>> BEGIN MATERIAL PROVIDED

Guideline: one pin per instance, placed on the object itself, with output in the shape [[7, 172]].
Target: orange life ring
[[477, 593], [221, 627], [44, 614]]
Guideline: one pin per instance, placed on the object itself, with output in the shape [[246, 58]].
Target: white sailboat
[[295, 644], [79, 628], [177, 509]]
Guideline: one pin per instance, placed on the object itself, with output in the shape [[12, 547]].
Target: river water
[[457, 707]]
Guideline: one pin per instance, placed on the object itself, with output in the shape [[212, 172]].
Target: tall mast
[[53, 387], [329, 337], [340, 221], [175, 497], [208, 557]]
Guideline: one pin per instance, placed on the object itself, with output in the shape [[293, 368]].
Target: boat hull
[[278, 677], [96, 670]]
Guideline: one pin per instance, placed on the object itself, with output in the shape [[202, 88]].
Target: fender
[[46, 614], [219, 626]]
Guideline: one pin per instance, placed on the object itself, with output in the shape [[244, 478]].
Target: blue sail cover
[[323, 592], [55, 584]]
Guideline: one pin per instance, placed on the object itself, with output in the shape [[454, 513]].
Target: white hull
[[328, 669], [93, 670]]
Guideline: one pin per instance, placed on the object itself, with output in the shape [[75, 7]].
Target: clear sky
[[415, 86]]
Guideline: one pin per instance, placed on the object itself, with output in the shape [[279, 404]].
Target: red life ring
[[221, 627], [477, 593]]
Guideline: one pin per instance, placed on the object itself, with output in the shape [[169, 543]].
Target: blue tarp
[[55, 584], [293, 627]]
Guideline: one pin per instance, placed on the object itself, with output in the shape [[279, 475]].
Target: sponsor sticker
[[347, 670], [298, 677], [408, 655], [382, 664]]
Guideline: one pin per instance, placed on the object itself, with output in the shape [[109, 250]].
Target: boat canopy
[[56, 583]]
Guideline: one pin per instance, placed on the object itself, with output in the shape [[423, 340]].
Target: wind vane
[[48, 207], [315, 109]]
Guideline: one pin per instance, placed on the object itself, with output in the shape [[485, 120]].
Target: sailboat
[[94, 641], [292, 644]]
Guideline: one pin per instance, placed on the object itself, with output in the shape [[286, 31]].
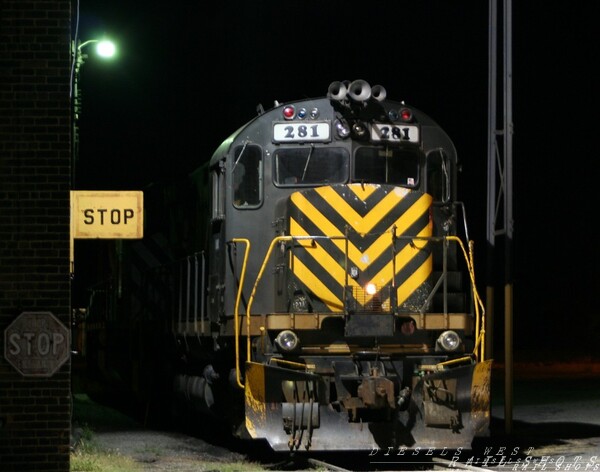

>> END MATERIAL PROVIDED

- GIVEN PROBLEM:
Copy every line above verbatim, omitting the pictures.

- COMPLETE ANSWER:
Guideline: one pin per instance, placed on the object itself, with output in the shape [[7, 172]].
Target: orange life ring
[[477, 593], [221, 627], [44, 614]]
Guideline: one pin per instance, placed on the object itself, with output in the shape [[246, 58]].
Target: white sailboat
[[295, 644], [79, 628], [177, 509]]
Guideline: one pin per instance, placed on the object itself, with output in the shape [[12, 547]].
Target: river water
[[457, 707]]
Guideline: one pin per instance, placed on the object itself, with output in the shape [[212, 172]].
Target: tall mast
[[53, 387], [329, 337], [340, 221], [175, 497], [208, 557]]
Guideline: one pin per instance, placed on the object itself, with output in the shape [[293, 368]].
Target: boat hull
[[278, 677], [96, 670]]
Guideline: one pin per instance, placed on the object itself, with output in the shape [[202, 88]].
Target: fender
[[46, 614], [219, 626]]
Guideline: one pin per instance, placed on the object itself, with output in the shape [[244, 478]].
Target: blue sail cover
[[323, 592], [55, 584]]
Guideline: one pin per instance, placed on the object itself, with output in the shape [[454, 513]].
Target: white hull
[[328, 669], [93, 670]]
Guideline: one pin per instance, placed on the object itself, with output in the shape [[75, 7]].
Target: clear sky
[[415, 86]]
Guideline: one pin per instance, placed on the object itself, with output in the shape [[279, 404]].
Target: red life ring
[[221, 627], [477, 593]]
Guideline: one pin per instance, placed on the object itself, with output in the shape [[169, 543]].
Target: blue tarp
[[55, 584], [293, 627]]
Guideline: one pin per instance, placed on the object itself, with output in the shape [[279, 475]].
Target: sponsor sticker
[[347, 670], [298, 677], [408, 655], [382, 664]]
Guideline: one pin per instance, placed on the object itself, with output in the shape [[109, 250]].
Target: boat canopy
[[56, 583]]
Guideline: one pin per instance, placed on the object itself, with output in the shape [[423, 340]].
Target: wind vane
[[48, 207], [315, 109]]
Guideline: one pin per instance, placed on the object itself, with output in the shape [[485, 120]].
Target: sailboat
[[94, 641], [292, 644]]
Guideline: one pin per instance, placed on the object itself, with output in the shape [[286, 31]].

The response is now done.